**ASSIGNMENT:** In the passage about a walk back from the mall, what question did the man in the black trench coat ask?

**TEXT PASSAGE:**
▼
I decided retail therapy was in order. So I disappeared with the last of my fortnight allowance and stalked the mall. I returned with a pair of Topshop pants and a bottle of J. Lo's Still and an empty wallet. Oh, I didn't forget to buy myself lots and lots of Maggi mee tho. 😀
On the way back from Furshet (the so-called mall I was referring to), I stumbled upon a middle-aged guy in a black trench coat, bearing a well-used briefcase. He was half bald, sweating profusely on the forehead (must be the 20+ degrees outside and the trench coat really made me to seriously doubt his sanity) and he was looking around anxiously when he called to me. Now, usually I would instantly ignore the locals who made attempts to have small talks (based on not-so-pleasant past experiences) due to a lot of reasons; one, those overly-friendly Russians usually talk crap, being drunk most of the time, second, I was walking alone in a semi-deserted street with two bags of groceries. The last thing I needed was a madman stalking my ass.
So the guy called me right? I actually stopped and listened to him. I figured if he made any attempt to actually manhandle me, I could just swing my grocery bag, which weighed a ton (oh no, the perfume and pants weren't heavy, the sardines and oranges were. :P) to his head and take off. Plus, the guy looked like he couldn't hurt a fly. Maybe he was lost.
So imagine how I felt when the next thing that came out of his mouth was "Have you paid your annual tax?" I was flabbergasted. I mean, wtf? Do I look like a Russian? The hijjab and Asian feature must have thrown him off. I never gain any monetary compliments from this country and now I'm expected to pay the tax? Heck, I don't even pay my own taxes in Malaysia. Dude, I'm 22 and still very much dependent.
The man went on blabbering on how it's my national duty to do so, so that the country could prosper and so on. I suppressed the urge to roll my eyes. I flashed a polite smile and excused myself. The tell-tale sign of a drunk prevailed. Stenched smell, red-shot eyes. Time for me to take a hike.
▲
**RECORDS SHOWN:**
▼
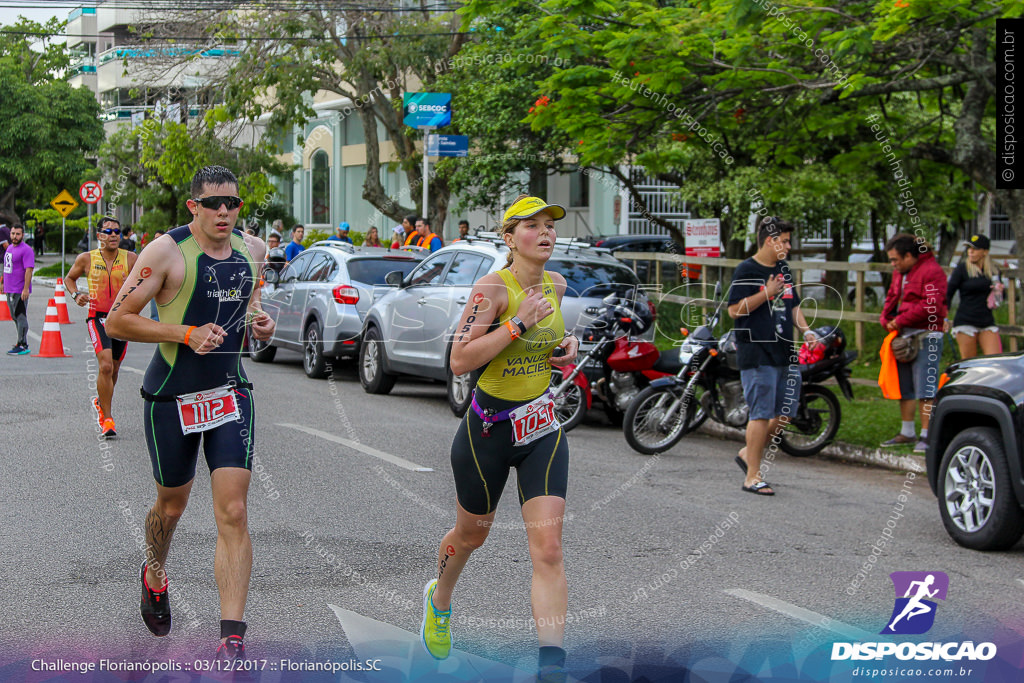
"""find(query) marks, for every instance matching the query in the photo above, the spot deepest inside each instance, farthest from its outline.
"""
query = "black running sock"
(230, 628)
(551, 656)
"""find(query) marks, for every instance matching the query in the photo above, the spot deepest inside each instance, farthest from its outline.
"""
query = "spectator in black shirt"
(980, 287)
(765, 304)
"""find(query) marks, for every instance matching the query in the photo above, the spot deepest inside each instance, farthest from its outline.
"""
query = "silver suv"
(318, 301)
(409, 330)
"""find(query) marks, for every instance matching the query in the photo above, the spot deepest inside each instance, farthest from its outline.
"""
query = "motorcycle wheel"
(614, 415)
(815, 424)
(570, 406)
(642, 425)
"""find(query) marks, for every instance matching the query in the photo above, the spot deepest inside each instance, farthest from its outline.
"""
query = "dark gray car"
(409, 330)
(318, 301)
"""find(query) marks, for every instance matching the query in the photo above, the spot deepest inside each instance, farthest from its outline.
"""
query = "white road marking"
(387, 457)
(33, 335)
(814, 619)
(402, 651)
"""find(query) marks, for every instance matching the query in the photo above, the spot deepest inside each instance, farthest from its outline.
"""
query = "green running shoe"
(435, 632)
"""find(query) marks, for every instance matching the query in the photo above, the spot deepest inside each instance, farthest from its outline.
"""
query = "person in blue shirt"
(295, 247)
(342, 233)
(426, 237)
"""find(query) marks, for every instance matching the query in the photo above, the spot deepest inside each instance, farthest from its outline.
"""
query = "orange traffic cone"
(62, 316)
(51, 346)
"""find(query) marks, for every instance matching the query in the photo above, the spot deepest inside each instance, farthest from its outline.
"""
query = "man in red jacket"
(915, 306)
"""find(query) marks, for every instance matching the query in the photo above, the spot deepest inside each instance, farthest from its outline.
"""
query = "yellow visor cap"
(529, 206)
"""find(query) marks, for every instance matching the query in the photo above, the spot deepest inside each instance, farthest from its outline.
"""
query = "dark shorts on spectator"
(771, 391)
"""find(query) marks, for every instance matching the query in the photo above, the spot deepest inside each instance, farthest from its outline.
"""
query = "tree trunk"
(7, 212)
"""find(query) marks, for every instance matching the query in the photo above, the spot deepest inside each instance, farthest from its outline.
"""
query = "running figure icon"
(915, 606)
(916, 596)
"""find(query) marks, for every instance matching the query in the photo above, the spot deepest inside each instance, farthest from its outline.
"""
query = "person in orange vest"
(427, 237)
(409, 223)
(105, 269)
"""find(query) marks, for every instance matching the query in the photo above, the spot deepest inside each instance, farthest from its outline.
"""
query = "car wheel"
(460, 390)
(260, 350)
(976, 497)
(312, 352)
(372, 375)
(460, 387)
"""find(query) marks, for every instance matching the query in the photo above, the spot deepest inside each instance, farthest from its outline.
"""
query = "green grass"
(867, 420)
▲
**FINAL ANSWER:** "Have you paid your annual tax?"